Copy every line of the listing below verbatim, omitting the pictures.

# [Records for the task]

※ ※ ※

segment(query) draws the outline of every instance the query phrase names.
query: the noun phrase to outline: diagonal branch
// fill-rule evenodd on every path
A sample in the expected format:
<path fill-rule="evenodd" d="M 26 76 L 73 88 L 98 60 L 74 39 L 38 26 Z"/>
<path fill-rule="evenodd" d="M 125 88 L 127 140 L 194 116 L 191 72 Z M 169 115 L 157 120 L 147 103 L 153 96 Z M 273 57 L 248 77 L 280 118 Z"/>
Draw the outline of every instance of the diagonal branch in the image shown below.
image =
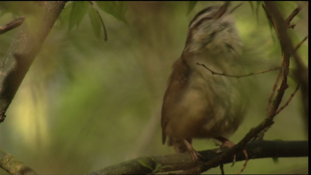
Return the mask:
<path fill-rule="evenodd" d="M 19 26 L 23 23 L 24 19 L 24 17 L 19 17 L 6 24 L 3 26 L 0 26 L 0 35 L 3 34 Z"/>
<path fill-rule="evenodd" d="M 287 27 L 285 20 L 283 18 L 275 2 L 265 1 L 264 9 L 269 19 L 271 21 L 275 28 L 276 35 L 278 38 L 281 50 L 282 69 L 281 80 L 278 88 L 277 93 L 273 101 L 272 105 L 268 109 L 266 118 L 257 126 L 253 128 L 236 145 L 234 145 L 224 154 L 217 156 L 204 164 L 198 165 L 193 169 L 191 173 L 201 174 L 209 169 L 218 166 L 224 159 L 232 156 L 238 151 L 241 151 L 246 144 L 267 127 L 273 123 L 273 119 L 282 101 L 285 90 L 288 88 L 287 76 L 289 72 L 290 57 L 293 50 L 292 41 L 287 33 Z"/>
<path fill-rule="evenodd" d="M 35 22 L 33 22 L 36 25 L 30 26 L 24 23 L 13 41 L 8 54 L 1 59 L 0 74 L 4 78 L 0 80 L 0 122 L 4 120 L 6 110 L 65 3 L 47 1 L 42 3 L 41 15 L 36 16 L 34 19 Z M 8 60 L 14 58 L 16 61 L 11 70 L 4 72 L 4 70 L 11 66 L 7 63 Z"/>
<path fill-rule="evenodd" d="M 204 68 L 205 68 L 205 69 L 207 69 L 207 70 L 209 70 L 209 71 L 210 71 L 210 72 L 213 75 L 222 75 L 222 76 L 227 76 L 227 77 L 229 77 L 237 78 L 241 78 L 241 77 L 247 77 L 247 76 L 249 76 L 257 75 L 257 74 L 260 74 L 260 73 L 264 73 L 268 72 L 269 72 L 269 71 L 272 71 L 272 70 L 279 70 L 281 69 L 281 68 L 279 68 L 279 67 L 275 68 L 270 69 L 269 69 L 268 70 L 262 70 L 262 71 L 258 71 L 258 72 L 251 72 L 251 73 L 249 73 L 247 74 L 245 74 L 245 75 L 228 75 L 228 74 L 225 74 L 225 73 L 218 73 L 218 72 L 215 72 L 215 71 L 212 70 L 210 69 L 207 68 L 204 64 L 201 64 L 201 63 L 196 63 L 196 64 L 198 65 L 202 66 Z"/>
<path fill-rule="evenodd" d="M 248 143 L 245 149 L 250 159 L 266 158 L 290 158 L 306 157 L 309 156 L 309 142 L 308 141 L 279 141 L 279 140 L 255 140 Z M 219 149 L 199 151 L 199 153 L 206 160 L 212 160 L 220 154 L 225 151 L 225 149 Z M 237 161 L 242 161 L 245 159 L 244 154 L 240 152 L 237 154 Z M 232 162 L 232 158 L 228 157 L 222 160 L 224 164 Z M 169 172 L 180 171 L 181 174 L 197 173 L 195 170 L 195 164 L 189 153 L 144 157 L 129 160 L 118 164 L 109 166 L 101 170 L 89 173 L 88 175 L 111 175 L 111 174 L 147 174 L 153 173 L 153 170 L 156 165 L 160 164 L 162 168 L 161 172 Z M 214 167 L 218 165 L 216 164 Z M 151 168 L 154 170 L 149 168 Z M 194 167 L 194 168 L 193 168 Z M 153 172 L 154 173 L 155 172 Z"/>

※ ※ ※

# [Response to this exercise]
segment(query) draws the outline of every instance the query phrase names.
query: the noun phrase to outline: diagonal branch
// fill-rule evenodd on every path
A sample in the expected format:
<path fill-rule="evenodd" d="M 26 76 L 73 88 L 98 60 L 74 39 L 38 26 Z"/>
<path fill-rule="evenodd" d="M 125 88 L 127 140 L 194 116 L 191 72 Z M 169 115 L 157 120 L 147 103 L 153 96 Z M 273 57 L 248 77 L 280 118 Z"/>
Draw the outline of every instance of the diagonal branch in the image shown below.
image =
Return the mask:
<path fill-rule="evenodd" d="M 19 26 L 23 23 L 24 19 L 24 17 L 19 17 L 6 24 L 3 26 L 0 26 L 0 35 L 3 34 Z"/>
<path fill-rule="evenodd" d="M 287 27 L 285 20 L 283 18 L 275 2 L 265 1 L 264 9 L 269 19 L 271 21 L 275 28 L 276 35 L 278 38 L 281 50 L 282 69 L 281 80 L 278 88 L 277 93 L 273 101 L 272 105 L 268 109 L 266 118 L 257 126 L 253 128 L 236 145 L 234 145 L 224 154 L 217 156 L 204 164 L 198 165 L 193 169 L 191 173 L 201 174 L 209 169 L 218 166 L 224 159 L 232 156 L 238 151 L 241 151 L 246 144 L 267 127 L 273 123 L 273 119 L 282 101 L 285 90 L 288 88 L 287 76 L 289 72 L 290 57 L 293 50 L 292 41 L 287 33 Z"/>
<path fill-rule="evenodd" d="M 35 22 L 33 22 L 36 25 L 30 26 L 24 23 L 13 41 L 8 54 L 1 59 L 0 74 L 4 78 L 0 80 L 0 122 L 4 120 L 6 110 L 65 3 L 47 1 L 42 3 L 41 15 L 36 16 L 34 19 Z M 8 60 L 14 58 L 16 61 L 11 70 L 4 72 L 4 70 L 11 66 L 7 63 Z"/>
<path fill-rule="evenodd" d="M 204 68 L 205 68 L 205 69 L 207 69 L 207 70 L 209 70 L 209 71 L 210 71 L 210 72 L 213 75 L 222 75 L 222 76 L 227 76 L 227 77 L 229 77 L 237 78 L 241 78 L 241 77 L 247 77 L 247 76 L 249 76 L 257 75 L 257 74 L 260 74 L 260 73 L 264 73 L 268 72 L 269 72 L 269 71 L 272 71 L 272 70 L 279 70 L 281 69 L 281 68 L 279 68 L 279 67 L 275 68 L 270 69 L 269 69 L 268 70 L 262 70 L 262 71 L 258 71 L 258 72 L 251 72 L 251 73 L 249 73 L 247 74 L 245 74 L 245 75 L 228 75 L 228 74 L 225 74 L 225 73 L 218 73 L 218 72 L 215 72 L 215 71 L 212 70 L 210 69 L 207 68 L 204 64 L 201 64 L 201 63 L 196 63 L 196 64 L 198 65 L 202 66 Z"/>
<path fill-rule="evenodd" d="M 248 143 L 245 149 L 250 159 L 266 158 L 290 158 L 306 157 L 309 156 L 309 142 L 308 141 L 279 141 L 279 140 L 255 140 Z M 219 149 L 199 151 L 199 153 L 206 160 L 212 160 L 220 154 L 225 151 L 225 149 Z M 237 161 L 242 161 L 245 159 L 244 154 L 240 152 L 237 154 Z M 232 162 L 232 158 L 228 157 L 222 160 L 224 164 Z M 169 172 L 180 171 L 181 174 L 197 173 L 195 170 L 195 164 L 189 153 L 144 157 L 129 160 L 118 164 L 109 166 L 101 170 L 89 173 L 88 175 L 111 175 L 111 174 L 147 174 L 153 173 L 153 170 L 156 165 L 160 164 L 162 168 L 161 172 Z M 214 167 L 218 165 L 216 164 Z M 151 168 L 154 170 L 149 168 Z M 194 167 L 194 168 L 193 168 Z M 153 172 L 154 173 L 155 172 Z"/>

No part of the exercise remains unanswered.